▶ [AIM OF THE TASK]
Copy out each of the following items word for word, in the order given.

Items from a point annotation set
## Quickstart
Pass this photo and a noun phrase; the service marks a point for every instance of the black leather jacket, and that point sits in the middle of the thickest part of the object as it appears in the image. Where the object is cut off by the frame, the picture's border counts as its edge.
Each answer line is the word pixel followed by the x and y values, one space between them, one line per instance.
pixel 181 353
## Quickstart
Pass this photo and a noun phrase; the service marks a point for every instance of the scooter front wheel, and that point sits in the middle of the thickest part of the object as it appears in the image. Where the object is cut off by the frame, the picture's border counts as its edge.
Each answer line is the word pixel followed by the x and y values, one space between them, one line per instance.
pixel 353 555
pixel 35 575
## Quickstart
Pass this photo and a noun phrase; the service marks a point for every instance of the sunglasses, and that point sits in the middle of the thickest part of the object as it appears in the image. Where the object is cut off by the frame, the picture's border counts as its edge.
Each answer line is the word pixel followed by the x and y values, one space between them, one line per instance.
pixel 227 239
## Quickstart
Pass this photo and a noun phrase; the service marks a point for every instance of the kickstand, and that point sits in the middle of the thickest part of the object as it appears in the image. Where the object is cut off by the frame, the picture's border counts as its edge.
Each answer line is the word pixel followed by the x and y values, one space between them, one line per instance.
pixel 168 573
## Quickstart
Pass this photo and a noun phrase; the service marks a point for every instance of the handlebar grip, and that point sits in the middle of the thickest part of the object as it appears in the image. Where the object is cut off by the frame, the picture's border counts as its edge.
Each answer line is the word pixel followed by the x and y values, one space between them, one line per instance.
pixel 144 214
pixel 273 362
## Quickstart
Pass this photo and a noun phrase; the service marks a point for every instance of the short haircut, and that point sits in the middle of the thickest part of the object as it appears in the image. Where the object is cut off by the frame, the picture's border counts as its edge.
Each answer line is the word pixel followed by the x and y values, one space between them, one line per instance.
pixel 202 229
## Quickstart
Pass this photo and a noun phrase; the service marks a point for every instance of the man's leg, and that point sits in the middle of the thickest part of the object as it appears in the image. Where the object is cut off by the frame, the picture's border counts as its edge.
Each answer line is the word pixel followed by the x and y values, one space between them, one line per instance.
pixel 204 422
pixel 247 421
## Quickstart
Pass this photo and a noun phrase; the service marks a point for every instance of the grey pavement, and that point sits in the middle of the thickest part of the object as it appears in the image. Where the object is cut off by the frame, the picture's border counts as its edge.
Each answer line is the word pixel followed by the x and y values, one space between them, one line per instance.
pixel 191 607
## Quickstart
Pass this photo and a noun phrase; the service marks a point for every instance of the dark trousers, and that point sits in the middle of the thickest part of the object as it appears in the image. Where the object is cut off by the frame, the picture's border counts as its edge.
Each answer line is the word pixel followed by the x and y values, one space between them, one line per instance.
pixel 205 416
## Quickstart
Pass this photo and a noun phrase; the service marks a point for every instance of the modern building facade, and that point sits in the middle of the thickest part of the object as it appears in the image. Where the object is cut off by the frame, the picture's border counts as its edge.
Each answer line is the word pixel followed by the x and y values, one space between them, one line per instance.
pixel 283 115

▶ [ANSWER FOR THIS EXERCISE]
## Quickstart
Pass this photo and a noun phrase; the service marks a point for every instance of the black leather jacket, and that point sits in the middle of the thickest part of the object as it appears in the image. Where the object is cut off by the frame, the picture's border counts as its edge.
Each answer line is the word pixel followed by the x and y values, one space between them, one line per instance.
pixel 181 353
## Quickstart
Pass this photo and a noun phrase; the service marks a point for every instance of the scooter front wheel, and that point sits in the middle of the thickest part of the object as it appears in the image. Where the object is cut off by the frame, the picture's border counts as its edge.
Each answer line is the word pixel followed by the x and y values, one space between them, one line per instance.
pixel 353 555
pixel 35 575
## Quickstart
Pass this photo and a noun phrase; the service marks a point for every instance of the sunglasses, and that point sits in the middle of the thickest part of the object as it appears in the image. Where the object is cut off by the frame, the picture's border counts as its edge.
Each answer line is the word pixel followed by the x and y values, one space between them, one line per instance.
pixel 227 239
## Quickstart
Pass this photo and a noun phrase; the service marks a point for every instance of the kickstand, and that point sits in the middle of the thickest part of the object as it appears in the image. Where the object is cut off by the frame, the picture's border counts as its edge.
Each answer line is the word pixel followed by the x and y values, one space between them, one line per instance.
pixel 168 573
## Quickstart
Pass this photo and a noun phrase; the service marks a point for every instance of the handlebar grip, and that point sits in the middle of the thickest part of the object as it appears in the image. Where the object is cut off by the frame, the picture's border counts as its edge.
Each answer line is the word pixel followed by the x and y values, one space between them, one line per instance.
pixel 144 214
pixel 273 362
## Quickstart
Pass this photo and a noun phrase; the service marks a point for every instance of the short haircut, and that point sits in the middle of the thickest part of the object as it appears in the image. Where the object is cut off by the frame, the picture's border counts as its edge.
Each answer line is the word pixel followed by the x and y values, one space between them, one line per instance.
pixel 202 229
## Quickstart
Pass this photo and a noun phrase; the service marks a point for every instance of the man's leg, and that point sits in the middle of the thickest part of the object as it appears in the image. Where the object is cut off by the frame, the picture's border counts as its edge.
Each answer line is the word pixel followed by the x and y values, one space between them, one line per instance.
pixel 204 422
pixel 247 421
## Quickstart
Pass this photo and a noun phrase; the service marks a point for every instance of the grey pavement, and that point sits in the middle of the thickest part of the object as it appears in the image. Where the object is cut off by the frame, the picture's border counts as its edge.
Each answer line is the word pixel followed by the x and y values, one space between them, one line per instance.
pixel 191 607
## Quickstart
Pass this photo and a noun phrase; the service marks a point for every instance of the dark trousers, and that point sits in the middle of the thickest part of the object as it appears in the image. Where the object is cut off by the frame, the picture's border counts as its edge.
Each answer line is the word pixel followed by the x and y values, one space between them, one line per instance.
pixel 205 416
## Quickstart
Pass this photo and a noun phrase; the service marks a point for every instance of the modern building facade, and that point sits in the middle of the thickest part of the object as it appears in the image. Where the object is cut off by the frame, the picture's border counts as its edge.
Each answer line is the word pixel followed by the x and y values, one space between them, one line per instance.
pixel 283 115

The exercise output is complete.